*課題内容*:
抜粋文のうち「中国はアメリカの撤退が発表されると」で始まる段落を、主な内容を残して箇条書きにまとめなさい。

*抜粋文*:
■ ■ ■
アフガニスタンと中国の関係

   



 中国はアフガニスタンと国境を接している。隣国である。そこは問題と言われるウイグル自治区のそばである。ウイグル自治区において、弾圧が起きていると言われてアメリカは強く非難をしている。中国は国内にもイスラム原理主義のテロ攻撃があり、それに苦労してきている。

 世界が米中の対立の中で、うごめいている。経済の覇権争いである。この先経済が国というものと世界企業というものがどう関わるのかでもある。国というものは、末期資本主義を乗り越えなければならないが、企業はその末期資本主義を食い物にして成長する。

 中国はアメリカの撤退が発表されると、すかさずタリバンと友好関係を築いたという。当然のことだろうが、さすがに抜け目が無い。アフガンにとって一番経済関係が深い国が中国である。今後中国との経済関係は密になることだろう。
■ ■ ■
*元資料*:
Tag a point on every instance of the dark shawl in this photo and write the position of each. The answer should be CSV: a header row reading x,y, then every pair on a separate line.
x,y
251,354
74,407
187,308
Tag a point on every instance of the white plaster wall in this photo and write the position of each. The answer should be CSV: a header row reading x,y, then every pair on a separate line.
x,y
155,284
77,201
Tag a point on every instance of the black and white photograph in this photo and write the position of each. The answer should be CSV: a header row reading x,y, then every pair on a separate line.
■ ■ ■
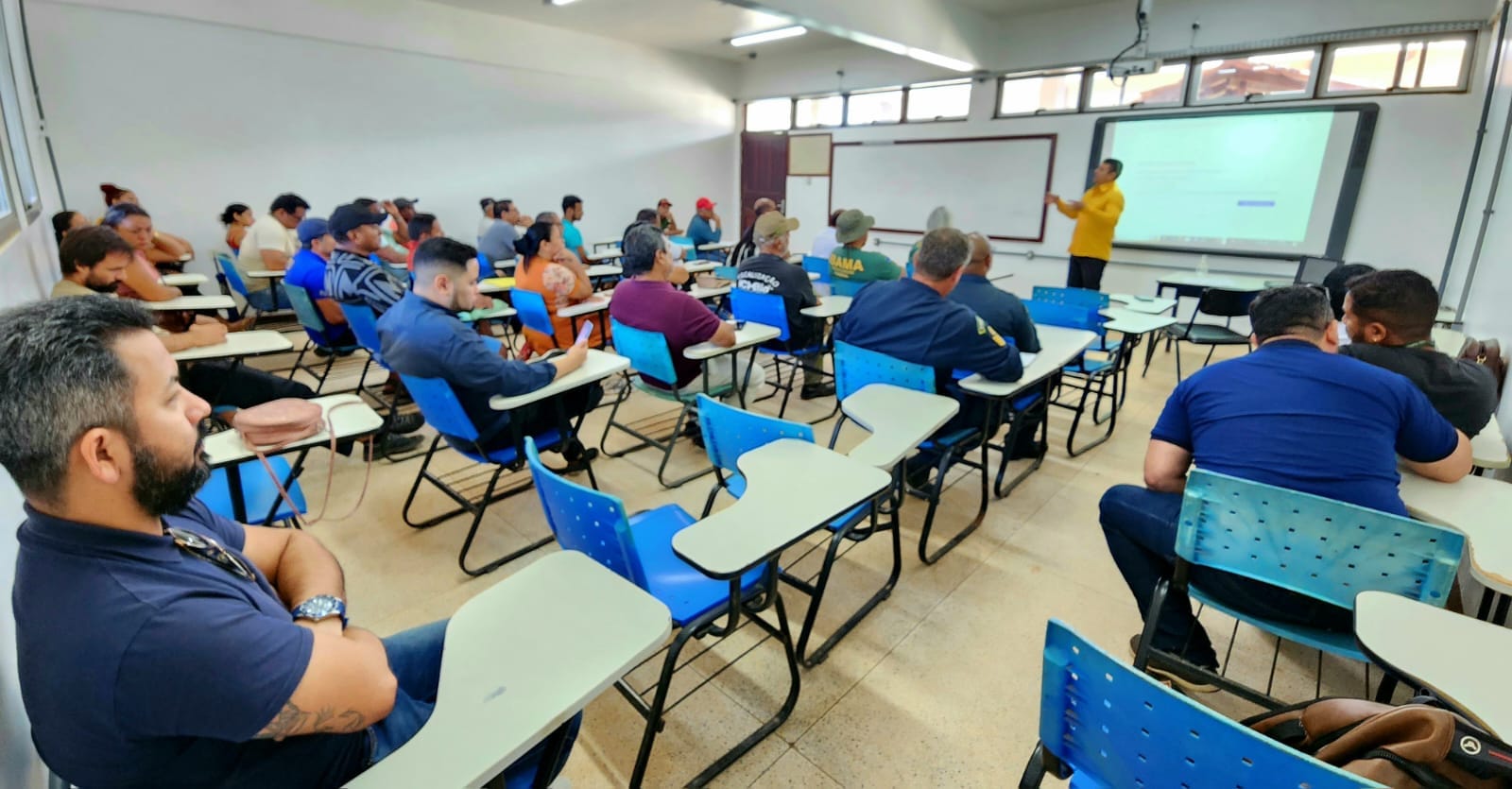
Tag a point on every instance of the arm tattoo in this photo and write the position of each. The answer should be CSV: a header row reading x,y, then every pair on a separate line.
■ ■ ■
*解答例*:
・アメリカの撤退が発表されると、中国はすかさずタリバンと友好関係を築いたという。
・アフガンにとって最も経済関係が深い国は中国である。
・今後、中国との経済関係は密になると見られる。